抜粋文 →
========================================================================

マンション選びの際に重要視される条件には、予算、間取り、立地などがあるでしょう。新築マンションの魅力には最新の設備や構造のほか、最新のトレンドが取り入れられた間取りがあります。しかし近年では、中古マンションをリノベーションし、新築以上に快適に心地よく暮らせる間取りを叶える人も増えてきました。
今回は、新築マンションと中古マンションの間取りや内装のメリット・デメリット、年代別の間取りの特徴などをご紹介していきます。どちらがあなたの理想の暮らしを叶えられるのか、マイホームを購入する際の参考にしてみてください。
目次
- 中古マンションを購入する人が増えている
- 新築マンションの間取り、内装のメリット・デメリットとは
- 「中古マンション購入+リノベーション」の間取り、内装のメリット・デメリットとは
- 年代別:マンションの間取りの特徴
- まとめ
中古マンションを購入する人が増えている
建築資材の価格や人件費の価格高騰などにより新築マンションの価格は上昇続き、2023年、首都圏新築マンションは、平均価格、㎡単価ともに最高値を大幅に更新しました。とくに東京23区では平均価格が1億円の大台を突破。そのため最近は、中古マンションを購入する人が増えています。
2023年に首都圏で供給された新築マンション供給戸数は26,886戸でした。一方、2023年の首都圏の中古マンション成約件数は35,987件と、新築マンション供給戸数を大きく上回りました。
出典:株式会社不動産経済研究所、公益財団法人東日本不動産流通機構
首都圏における新築マンション供給戸数と中古マンション成約件数を、それぞれ同じ出典の過去のデータから整理してみると、以下のように推移しています。

========================================================================

データ一覧 →
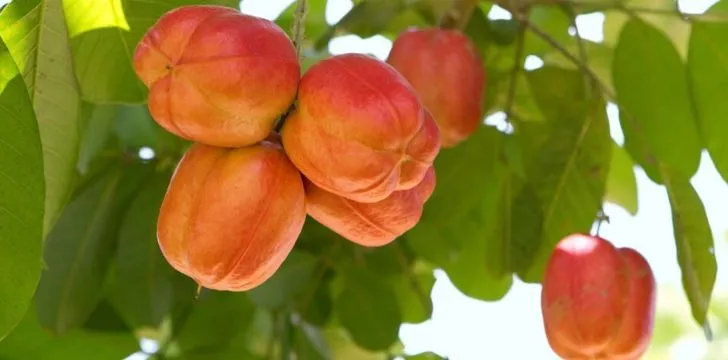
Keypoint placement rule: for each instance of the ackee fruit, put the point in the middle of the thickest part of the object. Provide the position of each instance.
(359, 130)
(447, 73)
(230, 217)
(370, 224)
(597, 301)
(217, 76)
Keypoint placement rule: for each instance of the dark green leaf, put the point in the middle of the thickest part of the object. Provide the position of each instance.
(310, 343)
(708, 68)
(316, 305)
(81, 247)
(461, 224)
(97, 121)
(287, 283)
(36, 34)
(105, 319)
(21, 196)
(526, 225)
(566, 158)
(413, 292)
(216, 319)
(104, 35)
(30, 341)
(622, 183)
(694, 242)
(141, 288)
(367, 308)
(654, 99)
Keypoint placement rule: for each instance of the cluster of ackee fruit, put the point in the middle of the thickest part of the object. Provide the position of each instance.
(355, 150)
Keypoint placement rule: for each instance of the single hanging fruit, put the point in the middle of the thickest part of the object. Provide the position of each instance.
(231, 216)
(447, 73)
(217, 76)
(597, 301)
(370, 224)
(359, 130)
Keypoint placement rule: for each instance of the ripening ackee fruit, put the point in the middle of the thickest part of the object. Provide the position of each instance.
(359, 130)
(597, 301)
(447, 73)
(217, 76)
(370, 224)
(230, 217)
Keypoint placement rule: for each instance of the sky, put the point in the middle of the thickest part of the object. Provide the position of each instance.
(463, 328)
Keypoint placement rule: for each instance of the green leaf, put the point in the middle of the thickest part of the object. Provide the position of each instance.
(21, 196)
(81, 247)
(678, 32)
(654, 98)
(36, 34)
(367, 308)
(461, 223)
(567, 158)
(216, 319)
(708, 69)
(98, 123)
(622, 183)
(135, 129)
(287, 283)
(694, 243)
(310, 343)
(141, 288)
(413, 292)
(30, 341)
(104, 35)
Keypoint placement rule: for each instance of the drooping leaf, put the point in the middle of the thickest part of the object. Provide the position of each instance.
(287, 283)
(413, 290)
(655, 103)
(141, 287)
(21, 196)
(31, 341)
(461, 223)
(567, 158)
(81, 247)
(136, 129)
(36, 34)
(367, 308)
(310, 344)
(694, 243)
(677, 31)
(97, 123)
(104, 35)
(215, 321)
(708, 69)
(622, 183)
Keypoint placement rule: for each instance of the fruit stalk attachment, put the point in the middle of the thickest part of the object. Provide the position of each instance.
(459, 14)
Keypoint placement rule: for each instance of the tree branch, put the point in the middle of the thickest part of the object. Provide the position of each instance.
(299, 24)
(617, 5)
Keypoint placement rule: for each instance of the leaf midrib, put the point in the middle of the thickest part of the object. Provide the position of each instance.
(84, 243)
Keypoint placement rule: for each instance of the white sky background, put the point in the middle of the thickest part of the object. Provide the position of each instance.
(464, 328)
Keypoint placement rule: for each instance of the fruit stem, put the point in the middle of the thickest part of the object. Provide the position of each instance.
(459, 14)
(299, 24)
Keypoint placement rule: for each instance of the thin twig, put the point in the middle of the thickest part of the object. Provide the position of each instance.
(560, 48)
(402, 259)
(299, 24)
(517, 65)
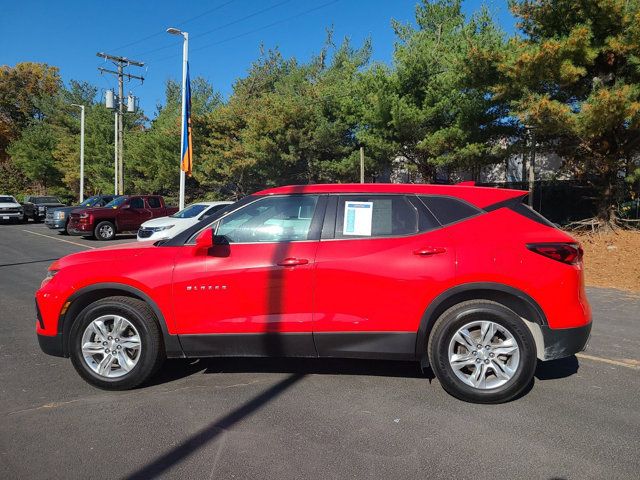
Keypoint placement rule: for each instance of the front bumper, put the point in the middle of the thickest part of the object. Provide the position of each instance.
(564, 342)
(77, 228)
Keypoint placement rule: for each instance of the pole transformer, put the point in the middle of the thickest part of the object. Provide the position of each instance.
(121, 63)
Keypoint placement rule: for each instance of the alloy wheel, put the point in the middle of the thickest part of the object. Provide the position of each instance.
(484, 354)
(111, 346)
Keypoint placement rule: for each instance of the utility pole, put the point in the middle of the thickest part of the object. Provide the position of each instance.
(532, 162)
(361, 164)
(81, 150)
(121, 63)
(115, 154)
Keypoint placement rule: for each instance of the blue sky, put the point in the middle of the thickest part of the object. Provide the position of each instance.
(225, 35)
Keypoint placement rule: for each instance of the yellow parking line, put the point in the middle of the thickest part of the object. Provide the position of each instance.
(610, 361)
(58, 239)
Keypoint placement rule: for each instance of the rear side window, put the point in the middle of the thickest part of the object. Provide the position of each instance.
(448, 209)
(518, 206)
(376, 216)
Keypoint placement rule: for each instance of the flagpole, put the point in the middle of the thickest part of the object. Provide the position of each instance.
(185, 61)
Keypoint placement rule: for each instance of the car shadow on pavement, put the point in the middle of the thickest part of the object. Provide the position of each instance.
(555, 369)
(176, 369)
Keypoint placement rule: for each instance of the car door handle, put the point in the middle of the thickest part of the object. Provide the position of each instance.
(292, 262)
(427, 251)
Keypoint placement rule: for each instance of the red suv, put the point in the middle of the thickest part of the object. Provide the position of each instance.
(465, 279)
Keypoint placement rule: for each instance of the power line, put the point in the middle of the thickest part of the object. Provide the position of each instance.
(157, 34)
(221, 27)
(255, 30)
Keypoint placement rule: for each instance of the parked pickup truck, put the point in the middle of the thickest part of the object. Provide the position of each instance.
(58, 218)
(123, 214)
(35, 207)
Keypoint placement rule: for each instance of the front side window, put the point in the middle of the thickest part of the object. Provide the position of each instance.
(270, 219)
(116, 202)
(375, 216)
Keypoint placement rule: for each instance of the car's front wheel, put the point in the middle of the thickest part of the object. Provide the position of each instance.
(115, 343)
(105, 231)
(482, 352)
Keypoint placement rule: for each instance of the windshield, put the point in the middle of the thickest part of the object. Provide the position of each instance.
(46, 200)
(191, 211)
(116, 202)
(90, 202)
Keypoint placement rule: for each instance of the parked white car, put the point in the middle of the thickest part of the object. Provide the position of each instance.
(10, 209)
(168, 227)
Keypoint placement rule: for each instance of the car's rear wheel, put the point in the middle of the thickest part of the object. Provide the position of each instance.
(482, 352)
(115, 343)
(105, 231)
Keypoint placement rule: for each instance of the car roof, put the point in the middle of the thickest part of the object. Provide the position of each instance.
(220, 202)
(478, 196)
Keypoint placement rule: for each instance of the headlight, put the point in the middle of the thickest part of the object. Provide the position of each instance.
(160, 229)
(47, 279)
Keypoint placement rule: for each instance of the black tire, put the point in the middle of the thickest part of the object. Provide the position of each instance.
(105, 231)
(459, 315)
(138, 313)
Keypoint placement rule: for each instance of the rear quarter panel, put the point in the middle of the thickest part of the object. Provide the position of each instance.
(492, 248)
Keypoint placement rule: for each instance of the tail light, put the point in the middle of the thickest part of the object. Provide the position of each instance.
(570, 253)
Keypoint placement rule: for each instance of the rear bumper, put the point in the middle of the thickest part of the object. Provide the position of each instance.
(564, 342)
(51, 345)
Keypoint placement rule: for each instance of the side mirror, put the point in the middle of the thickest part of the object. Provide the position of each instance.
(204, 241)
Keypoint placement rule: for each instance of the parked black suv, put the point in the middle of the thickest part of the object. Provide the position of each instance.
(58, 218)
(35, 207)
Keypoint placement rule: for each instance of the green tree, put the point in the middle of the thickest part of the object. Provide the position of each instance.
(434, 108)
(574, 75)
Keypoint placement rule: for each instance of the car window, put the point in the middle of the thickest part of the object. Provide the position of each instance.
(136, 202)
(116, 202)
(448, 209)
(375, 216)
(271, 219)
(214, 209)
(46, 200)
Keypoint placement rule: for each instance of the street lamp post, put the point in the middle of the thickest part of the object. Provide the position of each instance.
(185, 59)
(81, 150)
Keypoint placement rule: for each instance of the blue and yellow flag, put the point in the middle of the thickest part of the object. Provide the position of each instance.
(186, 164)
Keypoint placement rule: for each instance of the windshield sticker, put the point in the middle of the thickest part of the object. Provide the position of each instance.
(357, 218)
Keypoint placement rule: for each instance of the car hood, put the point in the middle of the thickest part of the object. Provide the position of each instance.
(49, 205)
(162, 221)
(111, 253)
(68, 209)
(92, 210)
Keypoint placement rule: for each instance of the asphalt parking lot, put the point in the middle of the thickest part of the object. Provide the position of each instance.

========================================================================

課題と演習 →
- 1) マンション選びに関する抜粋文によると、2023年の首都圏における中古マンションの成約件数は何件ですか。
- 2) マンション選びに関する抜粋文の最後の文に続けて、本文を書き進めてください。

解答一覧 →
- 1) 35,987件です。

- 2)
新築 マンション 供給戸数 |
中古 マンション 成約状況 |
|
2014年 | 44,913 | 33,798 |
2015年 | 40,449 | 34,776 |
2016年 | 35,772 | 37,189 |
2017年 | 35,898 | 37,329 |
2018年 | 37,132 | 37,217 |
2019年 | 31,238 | 38,109 |
2020年 | 27,228 | 35,825 |
2021年 | 33,636 | 39,812 |
2022年 | 29,569 | 35,429 |
2023年 | 26,886 | 35,987 |
過去、新築マンションは中古マンションよりも大きな流通シェアを保ってきましたが、2016年に逆転して以降、新築マンションの供給戸数は減少傾向。中古マンションは微増傾向が続き、その差は大きくなりつつあります。
上記はあくまでも、新築マンションの価格が上昇傾向にある首都圏において顕著な現象です。しかし今後は、首都圏以外の地域でも同様のことが起こる可能性があると考えられます。
出典:株式会社不動産経済研究所「首都圏マンション市場動向」(2014-2023)
新築マンションの間取り、内装のメリット・デメリットとは
新築マンションと中古マンションにはそれぞれどのようなメリット・デメリットがあるのでしょうか?
今回は「間取り」と「内装」に絞って比較してみましょう。
新築マンションのメリット
最近の新築マンションは、必要に応じてレイアウト変更ができる可変性の高い間取りを取り入れた物件が増えています。たとえば、LDKなどに部屋を仕切れる引き戸があるケース。
普段は扉を開放して空間を広々と使用し、ゲストが泊まる時や家族が増えて子供部屋を作りたくなった時に個室として仕切るなど、シチュエーションや家族構成の変化に合わせて間取りを変更することができるようになっています。
洗面所、浴室や洗濯機置き場などの水回りがキッチンに隣接し、動線が一直線になっている間取りも増えています。行き来しやすいよう考慮されているため、忙しい朝の支度、食事の準備や洗濯家事、子供をお風呂に入れたりするのにも便利です。
玄関にはたくさん靴が入るトールタイプのシューズボックス、洗面室には多数の小物が収納できる三面鏡裏収納など、新築マンションには機能的な収納スペースが多くあります。キッチンには奥まで物が置け、取り出しやすいスライド式収納が設えられている物件も多く見られます。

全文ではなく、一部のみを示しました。